AUFGABE 1: Entnimm dem Seitenauszug zu Tiny Terry’s Turbo Trip unten wortgetreu die Stelle, die mit den Worten beginnt, in denen "Schon beim ersten" steht, und mit "Nintendo Switch handelt!" endet.

SEITENAUSZUG:
———

Mit Onkel Grony kann Terry alle Dinge besprechen, die ihm so in den Sinn kommen
© snekflat | Super Rare Games
Terry bewegt sich glücklicherweise in der Regel sehr zackig und reagiert auf unsere Eingaben prompt. Es gibt keine Verzögerungen in der Steuerung – leider läuft dennoch nicht alles im Spiel rund. Die Kollisionsabfrage ist nicht immer so präzise wie unsere Eingaben. So clippen wir manchmal ungewollt ein bisschen durch Wände oder Gegenstände oder bleiben an Kanten hängen. Auch die teilweise etwas störrische Kamera trägt hier leider ihren unrühmlichen Teil zu Frust-Momenten bei, die eigentlich vermeidbar hätten sein sollen. Diese kleinen Schwächen trüben zwar den Spielspaß hier und da, aber glücklicherweise sind es keine allzu schlimmen Nachteile, die wir hier in Kauf nehmen müssen und den Großteil der Zeit funktioniert alles relativ reibungslos. Und seien wir ehrlich: Auch diese Punkte lassen uns ein weiteres Mal ein wenig nostalgisch werden und an die zahlreichen Collect-A-Thons aus der Nintendo 64-Ära denken.
Schon beim ersten Blick auf Tiny Terry’s Turbo Trip schreit einem die Ästhetik der 90er-Jahre förmlich ins Gesicht – und das im besten Sinne! Mit seinem wacky Cartoon-Stil, schiefen Linien und bewusst schrägen Kameraperspektiven erinnert das Spiel an die wilden Tage der N64-Ära. Doch während viele Low-Poly-Designs heutzutage eher gewollt als gekonnt wirken, passt der Look hier wie die Faust aufs Auge. Die Präsentation ist chaotisch, aber charmant und das Spielgefühl profitiert enorm von der butterweichen Steuerung. Alles reagiert flott und direkt, ohne jegliche Framerate-Einbrüche – ein Pluspunkt für den Spielspaß, der uns immer freut. Vor allem, wenn es sich um eine Portierung von einem anderen System auf die Nintendo Switch handelt!

———

EINGABE:
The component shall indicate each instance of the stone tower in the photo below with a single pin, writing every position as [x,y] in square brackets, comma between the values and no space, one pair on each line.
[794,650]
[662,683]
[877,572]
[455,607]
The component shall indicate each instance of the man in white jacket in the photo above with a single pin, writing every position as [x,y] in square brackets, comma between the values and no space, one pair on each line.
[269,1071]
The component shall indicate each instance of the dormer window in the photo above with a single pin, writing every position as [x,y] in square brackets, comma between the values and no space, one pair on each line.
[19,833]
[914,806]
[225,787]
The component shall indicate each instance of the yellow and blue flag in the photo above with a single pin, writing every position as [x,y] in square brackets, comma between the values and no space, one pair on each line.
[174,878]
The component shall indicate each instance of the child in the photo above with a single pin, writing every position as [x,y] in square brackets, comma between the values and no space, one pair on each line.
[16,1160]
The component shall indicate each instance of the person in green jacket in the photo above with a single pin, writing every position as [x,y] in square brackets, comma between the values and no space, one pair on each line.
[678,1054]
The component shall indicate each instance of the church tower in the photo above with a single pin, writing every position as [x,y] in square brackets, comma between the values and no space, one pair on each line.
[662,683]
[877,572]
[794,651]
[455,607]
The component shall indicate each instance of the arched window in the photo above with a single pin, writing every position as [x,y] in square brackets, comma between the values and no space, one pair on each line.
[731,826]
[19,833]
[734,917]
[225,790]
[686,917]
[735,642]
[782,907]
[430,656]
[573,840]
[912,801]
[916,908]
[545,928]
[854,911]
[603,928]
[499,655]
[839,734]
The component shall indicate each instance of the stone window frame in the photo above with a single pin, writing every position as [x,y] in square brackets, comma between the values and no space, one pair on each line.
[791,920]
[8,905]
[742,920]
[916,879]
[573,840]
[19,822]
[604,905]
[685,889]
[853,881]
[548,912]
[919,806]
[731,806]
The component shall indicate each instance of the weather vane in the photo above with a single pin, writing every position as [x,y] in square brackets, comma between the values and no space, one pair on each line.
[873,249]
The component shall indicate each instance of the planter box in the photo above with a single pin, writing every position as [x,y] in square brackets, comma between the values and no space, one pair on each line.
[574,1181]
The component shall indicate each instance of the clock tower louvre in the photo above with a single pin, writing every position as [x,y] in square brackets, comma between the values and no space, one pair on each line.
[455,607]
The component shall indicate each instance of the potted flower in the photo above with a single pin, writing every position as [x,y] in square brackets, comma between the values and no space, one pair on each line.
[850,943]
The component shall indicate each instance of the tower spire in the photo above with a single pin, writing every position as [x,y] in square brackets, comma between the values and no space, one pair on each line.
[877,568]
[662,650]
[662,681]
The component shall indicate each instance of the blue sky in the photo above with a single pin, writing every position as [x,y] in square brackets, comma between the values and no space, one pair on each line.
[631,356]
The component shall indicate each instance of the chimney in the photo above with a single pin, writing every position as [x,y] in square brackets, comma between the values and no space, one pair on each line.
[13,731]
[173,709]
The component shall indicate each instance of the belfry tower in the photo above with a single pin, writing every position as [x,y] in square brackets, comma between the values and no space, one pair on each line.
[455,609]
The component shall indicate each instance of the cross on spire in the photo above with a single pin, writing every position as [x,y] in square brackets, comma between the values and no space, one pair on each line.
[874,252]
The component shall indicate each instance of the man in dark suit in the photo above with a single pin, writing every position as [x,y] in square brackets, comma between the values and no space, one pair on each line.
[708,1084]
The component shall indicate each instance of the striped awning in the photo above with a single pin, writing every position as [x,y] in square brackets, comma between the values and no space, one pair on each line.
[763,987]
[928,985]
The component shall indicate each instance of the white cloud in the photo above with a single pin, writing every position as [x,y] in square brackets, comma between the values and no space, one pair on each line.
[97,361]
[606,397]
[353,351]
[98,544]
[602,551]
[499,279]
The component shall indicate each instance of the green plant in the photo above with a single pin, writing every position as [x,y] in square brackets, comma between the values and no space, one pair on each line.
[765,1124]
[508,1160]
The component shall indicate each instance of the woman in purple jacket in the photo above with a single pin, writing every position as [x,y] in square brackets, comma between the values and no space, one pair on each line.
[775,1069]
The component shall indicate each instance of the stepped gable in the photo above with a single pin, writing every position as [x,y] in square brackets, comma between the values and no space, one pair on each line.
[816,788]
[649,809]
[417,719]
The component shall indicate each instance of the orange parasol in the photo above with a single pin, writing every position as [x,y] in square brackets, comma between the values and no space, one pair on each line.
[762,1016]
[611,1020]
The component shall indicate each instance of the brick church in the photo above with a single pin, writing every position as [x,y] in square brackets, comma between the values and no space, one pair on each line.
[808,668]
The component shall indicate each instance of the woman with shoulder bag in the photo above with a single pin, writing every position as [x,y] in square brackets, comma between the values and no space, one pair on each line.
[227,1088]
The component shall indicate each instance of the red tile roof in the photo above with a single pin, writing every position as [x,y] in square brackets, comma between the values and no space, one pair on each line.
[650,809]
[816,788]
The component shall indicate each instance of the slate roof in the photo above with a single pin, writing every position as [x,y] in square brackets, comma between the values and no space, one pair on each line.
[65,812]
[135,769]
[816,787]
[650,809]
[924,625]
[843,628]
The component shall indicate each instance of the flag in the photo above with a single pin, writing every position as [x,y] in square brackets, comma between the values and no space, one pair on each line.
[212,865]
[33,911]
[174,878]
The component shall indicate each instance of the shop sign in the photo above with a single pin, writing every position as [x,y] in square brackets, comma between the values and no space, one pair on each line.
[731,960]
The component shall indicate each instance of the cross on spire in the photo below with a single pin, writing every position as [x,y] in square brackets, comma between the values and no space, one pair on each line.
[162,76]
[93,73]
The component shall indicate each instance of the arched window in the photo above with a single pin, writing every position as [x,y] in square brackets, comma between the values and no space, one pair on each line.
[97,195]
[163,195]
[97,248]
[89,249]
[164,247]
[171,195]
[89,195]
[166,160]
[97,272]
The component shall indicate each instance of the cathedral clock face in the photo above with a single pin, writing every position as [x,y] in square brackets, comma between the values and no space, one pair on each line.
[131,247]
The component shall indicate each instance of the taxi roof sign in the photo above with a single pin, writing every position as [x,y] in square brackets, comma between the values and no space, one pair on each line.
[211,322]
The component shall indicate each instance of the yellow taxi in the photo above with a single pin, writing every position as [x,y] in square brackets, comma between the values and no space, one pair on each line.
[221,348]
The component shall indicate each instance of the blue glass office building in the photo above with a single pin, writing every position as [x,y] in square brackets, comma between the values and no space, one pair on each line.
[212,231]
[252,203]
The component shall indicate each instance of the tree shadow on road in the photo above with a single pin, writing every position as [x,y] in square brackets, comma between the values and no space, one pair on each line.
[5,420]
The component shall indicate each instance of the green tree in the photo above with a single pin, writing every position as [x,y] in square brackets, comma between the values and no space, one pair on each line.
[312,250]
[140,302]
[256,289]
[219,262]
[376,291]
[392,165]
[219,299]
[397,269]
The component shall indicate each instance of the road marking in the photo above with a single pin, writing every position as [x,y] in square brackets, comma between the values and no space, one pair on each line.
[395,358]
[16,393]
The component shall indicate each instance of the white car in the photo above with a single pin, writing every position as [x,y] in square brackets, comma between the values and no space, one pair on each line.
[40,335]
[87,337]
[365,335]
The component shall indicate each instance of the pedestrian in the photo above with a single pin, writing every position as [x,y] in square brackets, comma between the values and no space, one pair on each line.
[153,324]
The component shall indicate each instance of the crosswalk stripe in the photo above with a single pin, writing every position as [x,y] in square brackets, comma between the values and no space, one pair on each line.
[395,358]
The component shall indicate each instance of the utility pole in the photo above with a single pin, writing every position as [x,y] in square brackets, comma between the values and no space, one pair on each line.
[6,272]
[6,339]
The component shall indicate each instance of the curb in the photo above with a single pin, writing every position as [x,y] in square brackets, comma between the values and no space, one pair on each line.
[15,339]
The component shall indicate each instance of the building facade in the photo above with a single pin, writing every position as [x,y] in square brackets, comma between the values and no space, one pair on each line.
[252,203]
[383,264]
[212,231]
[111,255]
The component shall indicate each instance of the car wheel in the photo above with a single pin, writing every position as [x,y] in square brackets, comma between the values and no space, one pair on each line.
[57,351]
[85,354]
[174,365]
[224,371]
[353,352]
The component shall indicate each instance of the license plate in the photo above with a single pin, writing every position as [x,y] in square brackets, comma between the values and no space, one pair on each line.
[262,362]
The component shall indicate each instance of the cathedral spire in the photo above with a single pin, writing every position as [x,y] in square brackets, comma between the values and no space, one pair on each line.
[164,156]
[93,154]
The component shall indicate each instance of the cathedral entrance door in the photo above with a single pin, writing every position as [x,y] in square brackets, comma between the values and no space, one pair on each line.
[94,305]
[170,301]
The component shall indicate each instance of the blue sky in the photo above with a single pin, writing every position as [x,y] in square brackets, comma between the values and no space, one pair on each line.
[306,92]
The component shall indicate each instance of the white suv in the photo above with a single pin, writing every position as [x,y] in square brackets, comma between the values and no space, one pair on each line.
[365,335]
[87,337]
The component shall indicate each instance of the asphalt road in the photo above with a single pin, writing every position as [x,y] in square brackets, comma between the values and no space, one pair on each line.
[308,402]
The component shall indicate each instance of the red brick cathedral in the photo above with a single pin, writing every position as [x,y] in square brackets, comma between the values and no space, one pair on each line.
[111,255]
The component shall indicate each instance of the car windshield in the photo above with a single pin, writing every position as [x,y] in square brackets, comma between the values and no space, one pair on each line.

———

AUFGABE 2: Sammle aus den Zeilen oben alle, in denen das Wort "building" vorkommt, und gib jede davon unverändert wieder.

ERWARTETE ANTWORT 1:
Schon beim ersten Blick auf Tiny Terry’s Turbo Trip schreit einem die Ästhetik der 90er-Jahre förmlich ins Gesicht – und das im besten Sinne! Mit seinem wacky Cartoon-Stil, schiefen Linien und bewusst schrägen Kameraperspektiven erinnert das Spiel an die wilden Tage der N64-Ära. Doch während viele Low-Poly-Designs heutzutage eher gewollt als gekonnt wirken, passt der Look hier wie die Faust aufs Auge. Die Präsentation ist chaotisch, aber charmant und das Spielgefühl profitiert enorm von der butterweichen Steuerung. Alles reagiert flott und direkt, ohne jegliche Framerate-Einbrüche – ein Pluspunkt für den Spielspaß, der uns immer freut. Vor allem, wenn es sich um eine Portierung von einem anderen System auf die Nintendo Switch handelt!

ERWARTETE ANTWORT 2:
The component shall indicate each instance of the blue glass office building in the photo above with a single pin, writing every position as [x,y] in square brackets, comma between the values and no space, one pair on each line.
The component shall indicate each instance of the building facade in the photo above with a single pin, writing every position as [x,y] in square brackets, comma between the values and no space, one pair on each line.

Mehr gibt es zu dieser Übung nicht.